(Work task A)
Answer these questions from the passage on remembering:
(i) Which three representational systems does it name?
(ii) In the example of arriving home while thinking about the boss, which system is still free to trigger the memory?
(iii) According to the passage, why do people who keep telling themselves to remember something still forget?
(Work task B)
Condense the paragraph of the passage on remembering that begins "This process connects the two representations" into two or three sentences, keeping its main facts.
(Work task C)
List the front-door cues that the passage on remembering suggests imagining when you want to remember something after you get home.

(Source document)
= Beginning of Section =

Just as with spelling, most people who are good at remembering basically do it the same way. First they think of the cues that will be physically available to each representational system (visual, auditory, and kinesthetic) at the time and place they want to remember something. For example, if you want to remember something when you get home, visualize an image of the front door, imagine the sounds the door makes when opened, and sense the feeling of turning the doorknob and opening the door. Then internally represent what you want to remember using all three major systems. It might be an image of the person you want to call, the sound of their voice. or an auditory massage such as “I want to call Mr. X,” and the feeling of reaching for the phone.
This process connects the two representations, so that later the actual sight, sound and feel of the front door will automatically trigger the internal representation of what you want to remember to do. By representing in all systems, you increase the likelihood that you will respond appropriately. For example, if you arrive home and are making internal pictures of your boss, and talking to yourself about asking for a raise, you will have two representational systems occupied, and may not notice the sight of the door, or the sounds it makes as you walk into your home. Your kinesthetic system, however will still be available to trigger the memory that now is the time to make that important phone call.
In contrast, many people tell themselves repeatedly during the day “Oh, I have got to remember to call so-and-so…” “Oh, I have got to remember to do such-and-such later on.” Yet when the time to do it arrives, they forget, because they never linked this internal representation to the appropriate external stimuli.

= End of Section =

Natural-language object grounding records

= Beginning of Section =

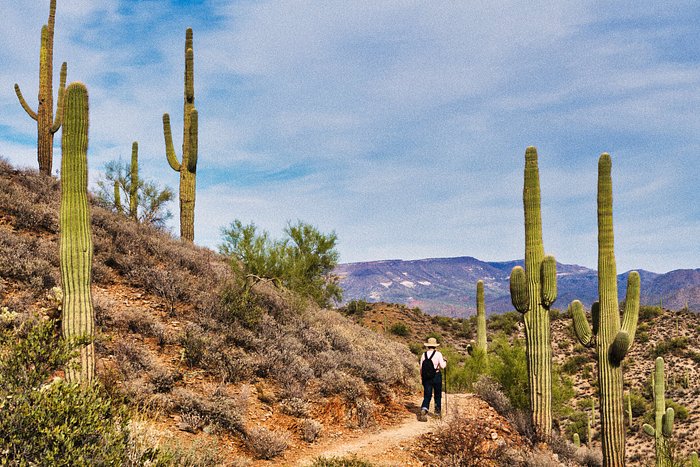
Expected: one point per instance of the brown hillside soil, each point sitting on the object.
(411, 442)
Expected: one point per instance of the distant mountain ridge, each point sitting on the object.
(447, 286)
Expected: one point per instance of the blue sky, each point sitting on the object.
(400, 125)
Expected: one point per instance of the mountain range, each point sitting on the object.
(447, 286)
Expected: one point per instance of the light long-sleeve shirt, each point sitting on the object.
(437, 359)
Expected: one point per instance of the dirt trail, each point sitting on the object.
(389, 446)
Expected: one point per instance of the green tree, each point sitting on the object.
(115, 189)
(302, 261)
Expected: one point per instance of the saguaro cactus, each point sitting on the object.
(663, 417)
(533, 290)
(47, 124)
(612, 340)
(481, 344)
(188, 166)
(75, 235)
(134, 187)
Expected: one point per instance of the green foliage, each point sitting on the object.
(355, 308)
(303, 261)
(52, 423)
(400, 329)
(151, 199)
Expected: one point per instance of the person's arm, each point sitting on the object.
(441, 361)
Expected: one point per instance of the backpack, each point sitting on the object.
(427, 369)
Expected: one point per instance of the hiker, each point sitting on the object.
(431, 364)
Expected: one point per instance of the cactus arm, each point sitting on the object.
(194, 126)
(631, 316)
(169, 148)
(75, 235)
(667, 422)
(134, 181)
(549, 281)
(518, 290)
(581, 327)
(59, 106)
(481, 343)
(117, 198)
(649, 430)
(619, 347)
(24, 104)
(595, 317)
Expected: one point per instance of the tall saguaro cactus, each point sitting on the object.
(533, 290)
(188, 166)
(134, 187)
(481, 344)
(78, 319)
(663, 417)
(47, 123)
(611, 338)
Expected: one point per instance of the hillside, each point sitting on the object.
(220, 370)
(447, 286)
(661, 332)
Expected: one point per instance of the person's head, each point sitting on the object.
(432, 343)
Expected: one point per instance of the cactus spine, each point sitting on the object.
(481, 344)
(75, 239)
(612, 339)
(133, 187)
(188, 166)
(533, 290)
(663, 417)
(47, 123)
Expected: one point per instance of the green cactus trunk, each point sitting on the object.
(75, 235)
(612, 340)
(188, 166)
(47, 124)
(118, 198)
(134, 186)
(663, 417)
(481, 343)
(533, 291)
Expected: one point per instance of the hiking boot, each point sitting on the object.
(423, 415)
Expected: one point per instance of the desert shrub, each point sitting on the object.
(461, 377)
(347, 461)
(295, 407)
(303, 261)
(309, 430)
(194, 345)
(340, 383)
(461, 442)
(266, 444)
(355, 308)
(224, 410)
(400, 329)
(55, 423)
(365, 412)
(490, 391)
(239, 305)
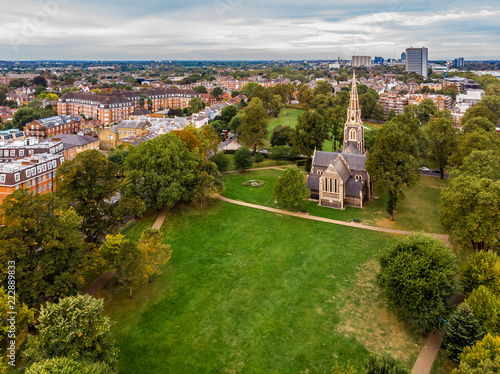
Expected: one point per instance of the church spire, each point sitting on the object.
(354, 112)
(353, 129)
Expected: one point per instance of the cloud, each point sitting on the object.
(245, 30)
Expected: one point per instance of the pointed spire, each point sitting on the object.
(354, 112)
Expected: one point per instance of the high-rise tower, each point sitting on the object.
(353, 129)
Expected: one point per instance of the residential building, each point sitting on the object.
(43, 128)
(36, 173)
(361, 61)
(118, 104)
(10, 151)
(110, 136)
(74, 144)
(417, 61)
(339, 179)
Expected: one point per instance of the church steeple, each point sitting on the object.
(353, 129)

= End of Section =
= Beginning of Section =

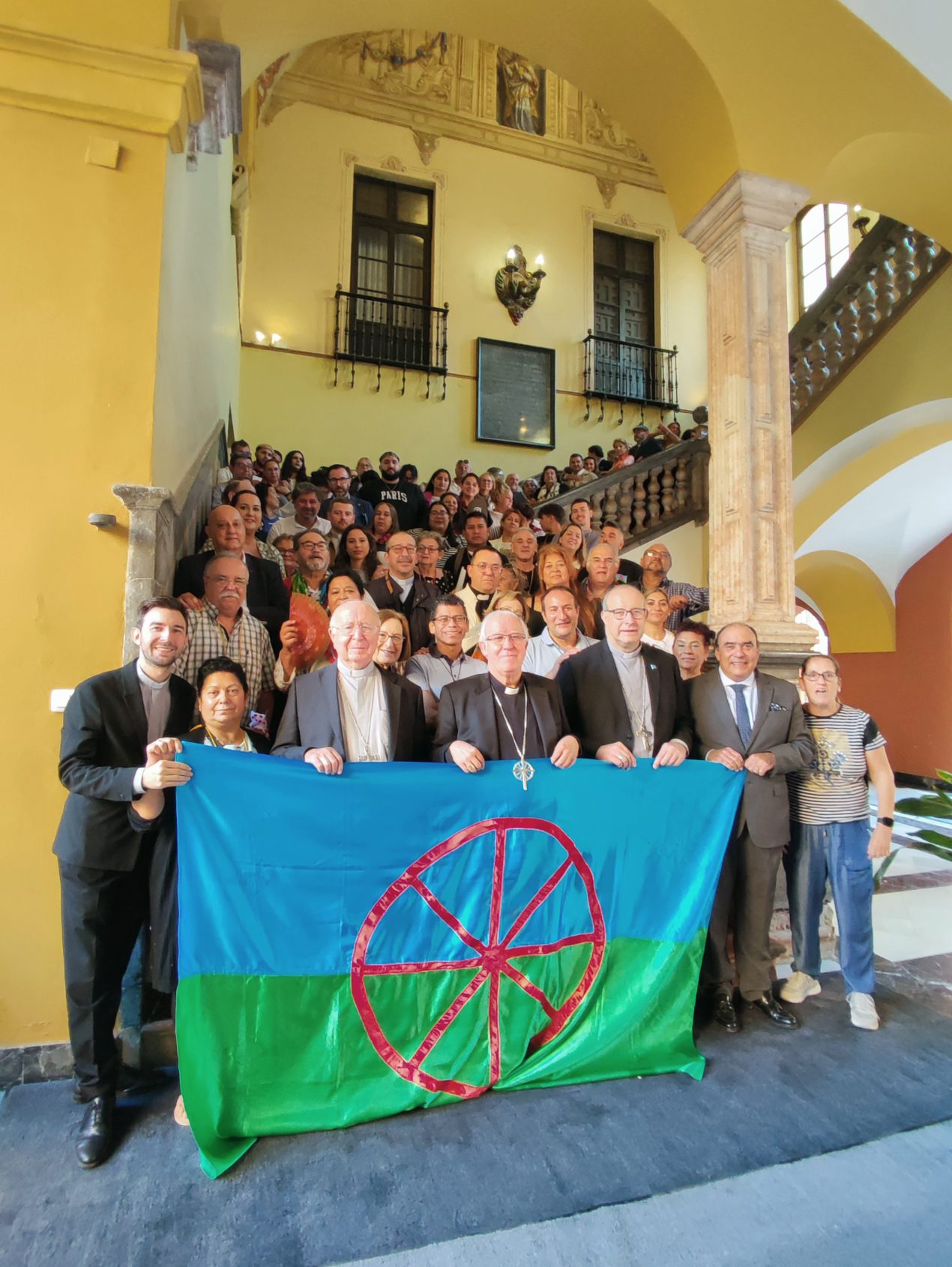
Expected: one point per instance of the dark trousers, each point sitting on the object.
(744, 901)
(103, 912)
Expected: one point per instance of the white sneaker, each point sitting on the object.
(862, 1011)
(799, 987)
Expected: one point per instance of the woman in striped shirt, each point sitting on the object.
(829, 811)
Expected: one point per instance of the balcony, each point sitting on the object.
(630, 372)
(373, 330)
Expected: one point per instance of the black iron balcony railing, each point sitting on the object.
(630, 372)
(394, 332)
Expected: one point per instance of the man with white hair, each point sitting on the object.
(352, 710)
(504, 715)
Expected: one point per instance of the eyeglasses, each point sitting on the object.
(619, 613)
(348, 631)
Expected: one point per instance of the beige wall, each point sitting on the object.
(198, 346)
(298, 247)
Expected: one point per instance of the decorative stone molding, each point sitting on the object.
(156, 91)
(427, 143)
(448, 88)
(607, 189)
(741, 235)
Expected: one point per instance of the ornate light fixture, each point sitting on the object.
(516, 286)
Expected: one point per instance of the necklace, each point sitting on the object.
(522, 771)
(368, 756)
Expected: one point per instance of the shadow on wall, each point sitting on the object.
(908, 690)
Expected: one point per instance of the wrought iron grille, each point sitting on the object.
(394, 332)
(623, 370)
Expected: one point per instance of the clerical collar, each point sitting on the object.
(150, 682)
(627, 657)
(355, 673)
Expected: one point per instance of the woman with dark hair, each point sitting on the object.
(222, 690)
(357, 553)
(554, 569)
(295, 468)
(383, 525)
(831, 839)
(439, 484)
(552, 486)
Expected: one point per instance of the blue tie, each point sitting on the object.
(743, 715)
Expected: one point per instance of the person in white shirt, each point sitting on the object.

= End of Section =
= Beginning of Section =

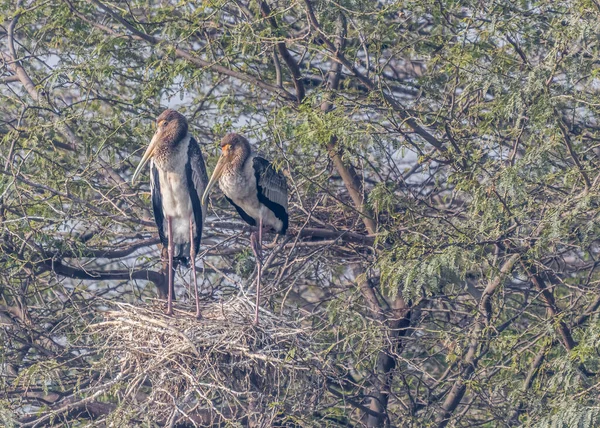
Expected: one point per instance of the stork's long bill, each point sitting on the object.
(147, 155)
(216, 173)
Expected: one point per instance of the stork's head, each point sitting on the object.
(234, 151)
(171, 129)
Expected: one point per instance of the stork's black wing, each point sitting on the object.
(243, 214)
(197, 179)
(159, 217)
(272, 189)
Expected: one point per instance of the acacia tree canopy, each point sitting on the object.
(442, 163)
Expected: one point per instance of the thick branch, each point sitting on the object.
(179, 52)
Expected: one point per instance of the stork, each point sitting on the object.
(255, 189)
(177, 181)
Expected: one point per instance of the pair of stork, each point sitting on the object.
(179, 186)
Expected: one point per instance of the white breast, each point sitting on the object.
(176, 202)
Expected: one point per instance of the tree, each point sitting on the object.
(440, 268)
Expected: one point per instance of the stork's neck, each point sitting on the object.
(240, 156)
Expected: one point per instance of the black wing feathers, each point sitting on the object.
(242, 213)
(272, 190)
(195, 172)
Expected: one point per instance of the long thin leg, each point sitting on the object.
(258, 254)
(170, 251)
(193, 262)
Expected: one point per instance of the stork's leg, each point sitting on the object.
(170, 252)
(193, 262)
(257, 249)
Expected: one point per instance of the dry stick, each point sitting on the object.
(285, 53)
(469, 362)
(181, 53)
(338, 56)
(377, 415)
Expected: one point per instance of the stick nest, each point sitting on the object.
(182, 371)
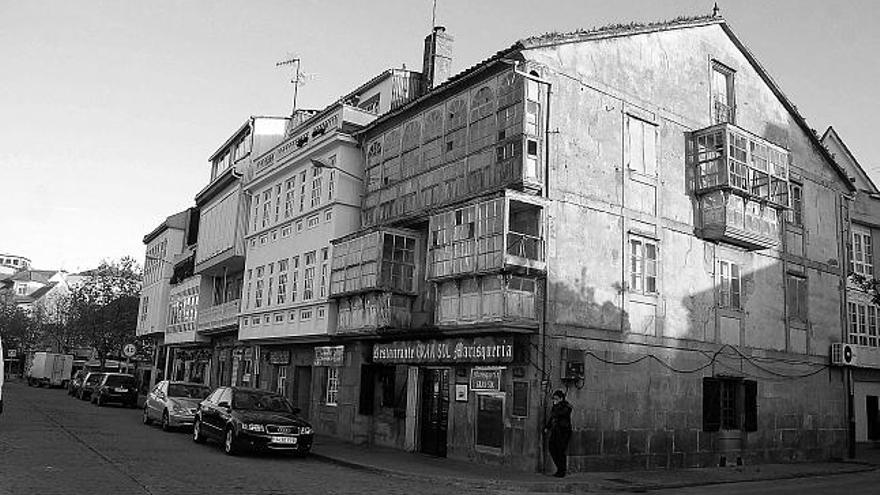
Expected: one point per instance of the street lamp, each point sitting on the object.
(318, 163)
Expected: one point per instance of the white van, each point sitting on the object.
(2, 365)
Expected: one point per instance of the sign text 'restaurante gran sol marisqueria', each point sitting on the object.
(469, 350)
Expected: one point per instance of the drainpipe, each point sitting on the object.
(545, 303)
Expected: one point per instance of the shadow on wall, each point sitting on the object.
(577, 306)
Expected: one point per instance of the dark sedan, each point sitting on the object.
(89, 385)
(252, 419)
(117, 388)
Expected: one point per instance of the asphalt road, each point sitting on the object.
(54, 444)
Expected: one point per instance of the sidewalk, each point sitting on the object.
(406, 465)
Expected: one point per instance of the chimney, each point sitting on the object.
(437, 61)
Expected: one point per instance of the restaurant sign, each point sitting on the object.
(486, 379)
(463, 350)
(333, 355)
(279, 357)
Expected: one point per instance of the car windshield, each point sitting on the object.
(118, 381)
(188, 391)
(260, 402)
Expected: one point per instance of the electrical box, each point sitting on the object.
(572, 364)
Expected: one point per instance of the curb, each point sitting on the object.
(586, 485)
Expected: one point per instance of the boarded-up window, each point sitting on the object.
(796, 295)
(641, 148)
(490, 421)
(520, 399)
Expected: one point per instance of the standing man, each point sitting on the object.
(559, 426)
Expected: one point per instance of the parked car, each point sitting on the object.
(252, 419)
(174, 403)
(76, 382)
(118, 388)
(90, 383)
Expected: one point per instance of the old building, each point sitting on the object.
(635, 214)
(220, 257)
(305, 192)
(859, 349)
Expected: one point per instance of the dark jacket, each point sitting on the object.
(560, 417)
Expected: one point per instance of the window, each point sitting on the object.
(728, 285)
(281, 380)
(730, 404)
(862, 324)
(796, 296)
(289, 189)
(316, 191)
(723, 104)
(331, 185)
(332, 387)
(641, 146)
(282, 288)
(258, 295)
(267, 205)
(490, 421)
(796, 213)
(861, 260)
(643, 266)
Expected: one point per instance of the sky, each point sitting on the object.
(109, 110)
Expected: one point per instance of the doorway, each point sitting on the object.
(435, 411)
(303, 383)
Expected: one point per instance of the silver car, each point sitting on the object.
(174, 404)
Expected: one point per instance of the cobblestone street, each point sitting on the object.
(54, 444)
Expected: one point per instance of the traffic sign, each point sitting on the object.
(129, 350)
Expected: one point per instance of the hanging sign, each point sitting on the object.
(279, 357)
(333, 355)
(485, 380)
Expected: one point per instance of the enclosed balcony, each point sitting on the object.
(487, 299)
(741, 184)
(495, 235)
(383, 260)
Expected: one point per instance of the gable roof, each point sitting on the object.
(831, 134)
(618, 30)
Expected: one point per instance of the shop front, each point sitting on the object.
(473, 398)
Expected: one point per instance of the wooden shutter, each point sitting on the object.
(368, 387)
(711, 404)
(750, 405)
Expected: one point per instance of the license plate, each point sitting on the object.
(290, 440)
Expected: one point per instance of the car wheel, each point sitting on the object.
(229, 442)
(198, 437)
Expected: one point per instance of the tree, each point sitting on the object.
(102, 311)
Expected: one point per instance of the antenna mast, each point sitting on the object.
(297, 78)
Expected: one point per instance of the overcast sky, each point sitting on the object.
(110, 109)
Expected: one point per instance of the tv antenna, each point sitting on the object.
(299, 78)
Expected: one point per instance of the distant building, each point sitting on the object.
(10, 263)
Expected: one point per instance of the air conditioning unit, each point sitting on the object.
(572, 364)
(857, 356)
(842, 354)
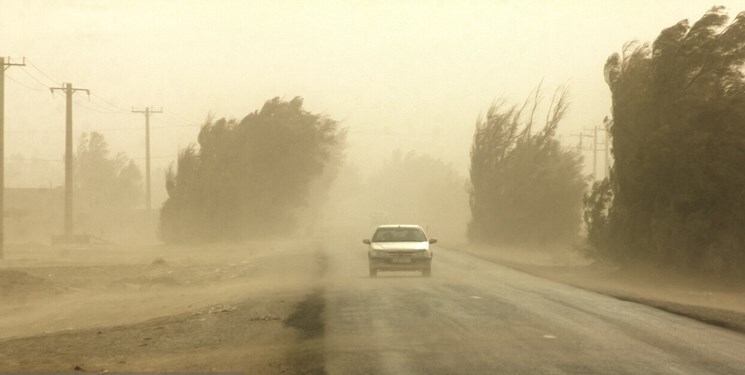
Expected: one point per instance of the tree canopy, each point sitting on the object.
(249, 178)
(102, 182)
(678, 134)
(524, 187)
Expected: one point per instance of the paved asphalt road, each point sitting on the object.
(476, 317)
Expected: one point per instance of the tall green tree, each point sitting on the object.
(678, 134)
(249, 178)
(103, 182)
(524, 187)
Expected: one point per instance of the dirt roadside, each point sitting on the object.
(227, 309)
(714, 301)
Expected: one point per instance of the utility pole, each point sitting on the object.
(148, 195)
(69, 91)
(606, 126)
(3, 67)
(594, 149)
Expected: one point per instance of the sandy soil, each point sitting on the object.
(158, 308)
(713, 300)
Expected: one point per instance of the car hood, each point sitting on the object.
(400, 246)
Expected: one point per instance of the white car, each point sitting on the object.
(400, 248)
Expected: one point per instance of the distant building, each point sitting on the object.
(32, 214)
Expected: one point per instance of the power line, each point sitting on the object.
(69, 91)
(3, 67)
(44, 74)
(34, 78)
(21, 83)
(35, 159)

= End of Section =

(Exercise result A)
(i) Visual, auditory, and kinesthetic.
(ii) The kinesthetic system.
(iii) They never linked the internal representation to the appropriate external stimuli.

(Exercise result B)
Linking the two representations lets the real sight, sound and feel of the front door automatically trigger what you meant to remember, and using all systems makes a fitting response more likely. If you come home picturing your boss and talking to yourself about a raise, your visual and auditory systems are busy and may miss the door. Your kinesthetic system is still available to remind you to make the phone call.

(Exercise result C)
- An image of the front door
- The sounds the door makes when opened
- The feeling of turning the doorknob and opening the door